To do
Rewrite the paragraph of the YouLeQD paper summary that begins "The paper tackles understanding" as a short bulleted list that keeps its main facts.

Passage provided
════

YouLeQD: Decoding the Cognitive Complexity of Questions and Engagement in Online Educational Videos from Learners' Perspectives
Nong Ming, Sachin Sharma, Jiho Noh
TL;DR
The paper tackles understanding cognitive complexity in learner questions from online educational videos by constructing YouLeQD, a large-scale dataset of 57,242 questions drawn from YouTube comments across five STEM subjects. It combines RoBERTa-based question detection with Bloom's Taxonomy classification, leveraging LLM-powered data augmentation (GPT-4o) and knowledge distillation to train robust classifiers, while addressing out-of-distribution issues with an Irrelevant class. Key findings show most learner questions reside at the Knowledge level, with engagement patterns varying by cognitive level and subject; data augmentation yields mixed effects, and robustness is enhanced through the Irrelevant class and human-annotated evaluation. The work provides a publicly available dataset and a practical framework for building AI-assisted educational tools that analyze and respond to learner questions based on cognitive complexity, improving learning experiences and AI integration in education.

════

Data provided
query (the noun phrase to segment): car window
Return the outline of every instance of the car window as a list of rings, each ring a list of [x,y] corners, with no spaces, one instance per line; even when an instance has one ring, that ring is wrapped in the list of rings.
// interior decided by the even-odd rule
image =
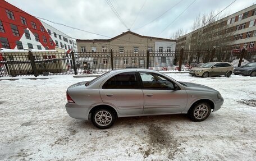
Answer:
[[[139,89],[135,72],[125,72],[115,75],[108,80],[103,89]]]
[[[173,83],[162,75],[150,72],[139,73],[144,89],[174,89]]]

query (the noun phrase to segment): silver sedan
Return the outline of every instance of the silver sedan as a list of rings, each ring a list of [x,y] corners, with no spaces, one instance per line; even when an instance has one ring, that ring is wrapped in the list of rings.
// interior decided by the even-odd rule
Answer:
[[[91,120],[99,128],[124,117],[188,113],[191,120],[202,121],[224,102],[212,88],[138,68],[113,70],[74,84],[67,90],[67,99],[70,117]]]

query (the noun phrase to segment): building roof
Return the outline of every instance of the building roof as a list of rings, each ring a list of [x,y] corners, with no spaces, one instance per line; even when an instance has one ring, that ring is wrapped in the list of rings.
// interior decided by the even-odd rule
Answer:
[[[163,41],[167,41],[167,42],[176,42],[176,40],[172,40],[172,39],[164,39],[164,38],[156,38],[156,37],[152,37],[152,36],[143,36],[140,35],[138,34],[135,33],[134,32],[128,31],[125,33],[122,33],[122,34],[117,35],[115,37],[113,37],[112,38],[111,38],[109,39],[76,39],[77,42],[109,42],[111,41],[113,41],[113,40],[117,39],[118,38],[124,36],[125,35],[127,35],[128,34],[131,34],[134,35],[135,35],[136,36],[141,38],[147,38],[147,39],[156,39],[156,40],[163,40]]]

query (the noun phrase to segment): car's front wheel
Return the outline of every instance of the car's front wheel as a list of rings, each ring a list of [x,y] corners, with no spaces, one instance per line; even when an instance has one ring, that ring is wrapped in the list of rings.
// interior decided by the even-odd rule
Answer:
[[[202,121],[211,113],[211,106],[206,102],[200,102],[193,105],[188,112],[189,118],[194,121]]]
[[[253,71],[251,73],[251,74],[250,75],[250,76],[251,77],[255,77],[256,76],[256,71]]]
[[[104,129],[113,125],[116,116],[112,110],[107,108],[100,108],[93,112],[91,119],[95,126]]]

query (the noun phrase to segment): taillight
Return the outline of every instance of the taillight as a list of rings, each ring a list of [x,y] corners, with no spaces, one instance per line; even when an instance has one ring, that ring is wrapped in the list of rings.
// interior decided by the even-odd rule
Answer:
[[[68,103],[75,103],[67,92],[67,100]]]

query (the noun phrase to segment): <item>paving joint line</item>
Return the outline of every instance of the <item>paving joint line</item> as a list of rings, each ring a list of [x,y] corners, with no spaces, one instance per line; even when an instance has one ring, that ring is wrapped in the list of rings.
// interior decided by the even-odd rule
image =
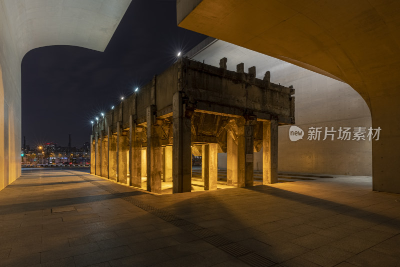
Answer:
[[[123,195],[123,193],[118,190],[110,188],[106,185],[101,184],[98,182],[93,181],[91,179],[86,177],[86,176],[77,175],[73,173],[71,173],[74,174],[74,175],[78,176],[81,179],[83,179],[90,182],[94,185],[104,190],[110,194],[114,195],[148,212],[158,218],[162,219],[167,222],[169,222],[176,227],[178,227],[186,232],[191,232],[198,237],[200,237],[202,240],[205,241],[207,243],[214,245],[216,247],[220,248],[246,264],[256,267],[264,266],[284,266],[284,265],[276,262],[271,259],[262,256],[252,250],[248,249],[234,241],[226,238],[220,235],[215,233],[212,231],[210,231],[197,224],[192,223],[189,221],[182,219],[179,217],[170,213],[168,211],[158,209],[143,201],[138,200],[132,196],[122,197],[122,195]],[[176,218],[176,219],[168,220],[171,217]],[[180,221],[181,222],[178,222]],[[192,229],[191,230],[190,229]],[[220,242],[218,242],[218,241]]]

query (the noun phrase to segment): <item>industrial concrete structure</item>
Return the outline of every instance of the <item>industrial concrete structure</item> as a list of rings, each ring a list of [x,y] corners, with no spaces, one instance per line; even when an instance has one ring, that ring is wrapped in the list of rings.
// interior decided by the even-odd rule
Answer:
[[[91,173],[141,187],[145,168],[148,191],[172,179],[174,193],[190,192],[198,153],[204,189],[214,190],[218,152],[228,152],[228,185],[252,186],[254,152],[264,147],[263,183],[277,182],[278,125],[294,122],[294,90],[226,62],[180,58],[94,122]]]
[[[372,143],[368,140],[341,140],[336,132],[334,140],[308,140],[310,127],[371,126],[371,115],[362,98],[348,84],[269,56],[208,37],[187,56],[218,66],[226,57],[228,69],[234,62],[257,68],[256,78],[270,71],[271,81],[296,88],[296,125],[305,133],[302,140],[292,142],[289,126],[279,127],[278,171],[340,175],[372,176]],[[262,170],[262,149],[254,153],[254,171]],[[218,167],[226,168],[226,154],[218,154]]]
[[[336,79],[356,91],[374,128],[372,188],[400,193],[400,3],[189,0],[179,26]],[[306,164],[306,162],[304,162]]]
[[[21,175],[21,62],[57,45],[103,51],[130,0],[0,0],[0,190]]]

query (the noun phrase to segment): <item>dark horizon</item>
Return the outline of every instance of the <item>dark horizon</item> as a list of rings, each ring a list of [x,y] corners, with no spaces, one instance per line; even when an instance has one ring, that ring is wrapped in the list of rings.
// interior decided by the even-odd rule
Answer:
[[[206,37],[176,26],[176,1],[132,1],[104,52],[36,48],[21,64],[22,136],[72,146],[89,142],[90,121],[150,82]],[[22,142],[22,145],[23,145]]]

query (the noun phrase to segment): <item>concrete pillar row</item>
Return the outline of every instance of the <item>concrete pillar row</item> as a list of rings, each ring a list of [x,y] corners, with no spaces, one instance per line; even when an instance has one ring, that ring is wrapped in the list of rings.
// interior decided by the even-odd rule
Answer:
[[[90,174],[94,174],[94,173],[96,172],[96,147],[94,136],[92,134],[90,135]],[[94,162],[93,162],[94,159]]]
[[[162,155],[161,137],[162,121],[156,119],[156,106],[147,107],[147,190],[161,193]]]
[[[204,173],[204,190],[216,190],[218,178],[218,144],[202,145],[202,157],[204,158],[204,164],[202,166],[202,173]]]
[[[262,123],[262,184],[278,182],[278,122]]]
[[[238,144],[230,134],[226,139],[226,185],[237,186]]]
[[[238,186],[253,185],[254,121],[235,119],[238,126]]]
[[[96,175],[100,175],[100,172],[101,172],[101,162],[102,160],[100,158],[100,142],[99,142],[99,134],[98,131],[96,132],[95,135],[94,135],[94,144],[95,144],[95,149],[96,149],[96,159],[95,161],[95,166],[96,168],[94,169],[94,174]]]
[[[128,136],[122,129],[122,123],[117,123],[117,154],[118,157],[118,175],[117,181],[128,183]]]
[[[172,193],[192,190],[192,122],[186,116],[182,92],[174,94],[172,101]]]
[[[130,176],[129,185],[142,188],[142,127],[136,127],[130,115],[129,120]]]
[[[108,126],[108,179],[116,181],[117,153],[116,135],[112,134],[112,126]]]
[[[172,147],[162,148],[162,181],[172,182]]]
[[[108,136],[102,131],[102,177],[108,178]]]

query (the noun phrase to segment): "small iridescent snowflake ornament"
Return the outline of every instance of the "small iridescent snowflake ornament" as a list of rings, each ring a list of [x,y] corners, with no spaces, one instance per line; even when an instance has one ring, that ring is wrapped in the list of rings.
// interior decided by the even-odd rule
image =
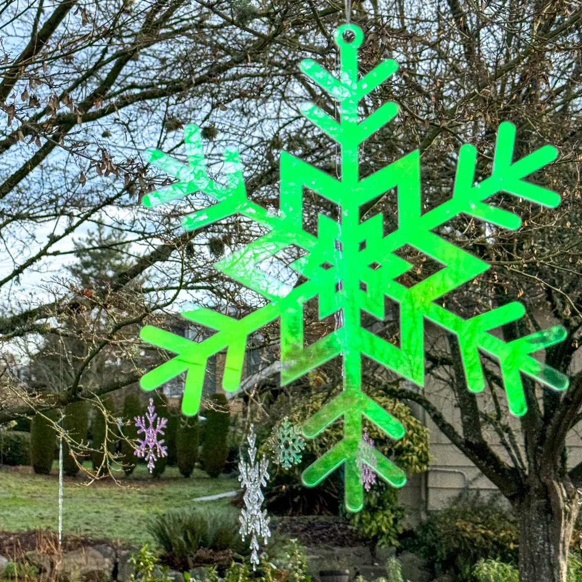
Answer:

════

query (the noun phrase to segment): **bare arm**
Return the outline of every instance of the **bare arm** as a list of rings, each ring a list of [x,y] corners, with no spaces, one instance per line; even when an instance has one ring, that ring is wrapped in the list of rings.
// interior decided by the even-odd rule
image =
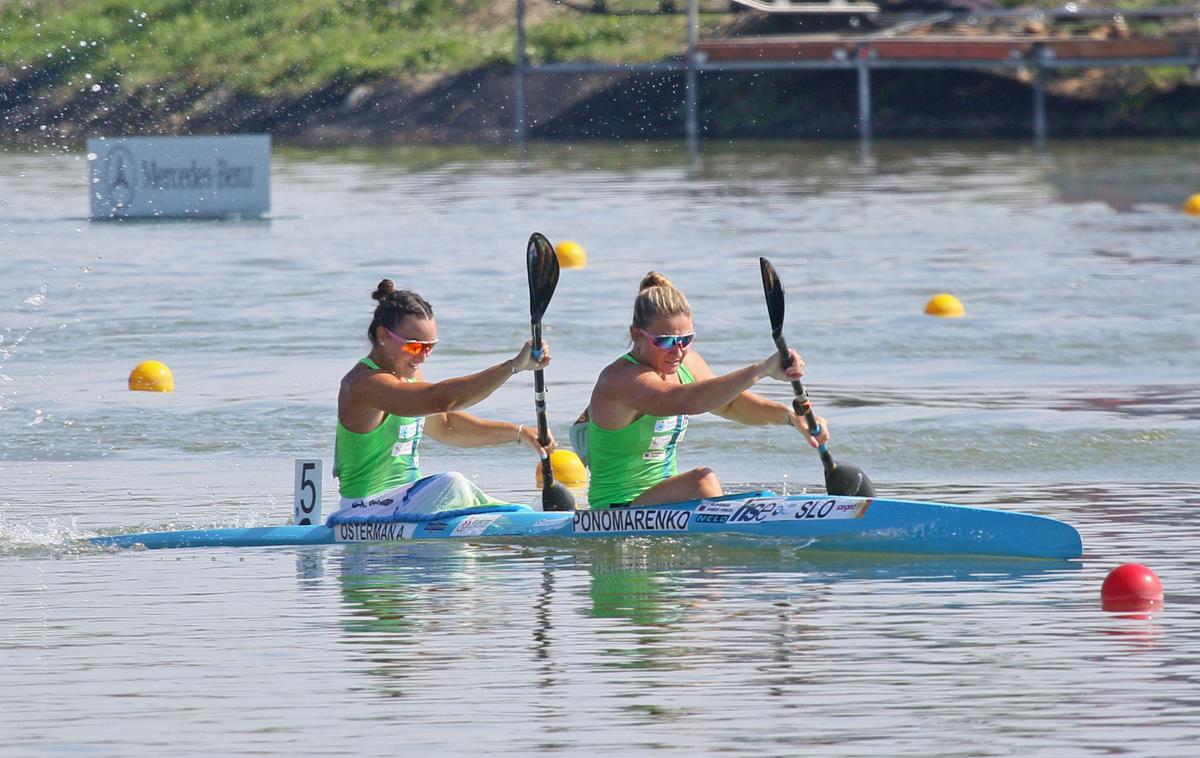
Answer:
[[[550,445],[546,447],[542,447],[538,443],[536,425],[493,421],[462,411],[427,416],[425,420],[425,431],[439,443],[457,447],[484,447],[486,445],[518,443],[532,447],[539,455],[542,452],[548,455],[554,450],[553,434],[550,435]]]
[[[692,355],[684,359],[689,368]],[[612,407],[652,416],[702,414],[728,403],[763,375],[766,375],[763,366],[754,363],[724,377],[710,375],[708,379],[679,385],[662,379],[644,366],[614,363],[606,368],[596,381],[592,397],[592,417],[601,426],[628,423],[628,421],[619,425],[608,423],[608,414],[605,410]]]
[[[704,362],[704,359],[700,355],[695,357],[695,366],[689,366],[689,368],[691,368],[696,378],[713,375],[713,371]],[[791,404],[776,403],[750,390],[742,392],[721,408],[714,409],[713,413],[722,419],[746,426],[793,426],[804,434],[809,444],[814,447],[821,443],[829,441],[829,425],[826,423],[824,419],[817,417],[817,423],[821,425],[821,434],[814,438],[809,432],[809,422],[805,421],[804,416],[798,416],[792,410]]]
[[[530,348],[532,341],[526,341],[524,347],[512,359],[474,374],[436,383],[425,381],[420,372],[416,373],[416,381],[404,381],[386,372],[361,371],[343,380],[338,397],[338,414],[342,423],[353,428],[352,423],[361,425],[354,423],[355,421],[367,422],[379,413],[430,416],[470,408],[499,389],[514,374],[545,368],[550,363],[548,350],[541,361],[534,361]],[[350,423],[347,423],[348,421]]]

════

Exercise answer
- Builds YouLeQD, a dataset of 57,242 learner questions taken from YouTube comments on educational videos in five STEM subjects, to study the questions' cognitive complexity.
- Detects questions with RoBERTa and classifies them by Bloom's Taxonomy.
- Trains classifiers with GPT-4o data augmentation and knowledge distillation, and adds an Irrelevant class for out-of-distribution input.
- Finds that most questions are at the Knowledge level and that engagement varies by cognitive level and subject.
- Reports mixed effects from data augmentation. Robustness is improved by the Irrelevant class and human-annotated evaluation.
- Offers a public dataset and a framework for AI-assisted educational tools that analyze and respond to questions by cognitive complexity.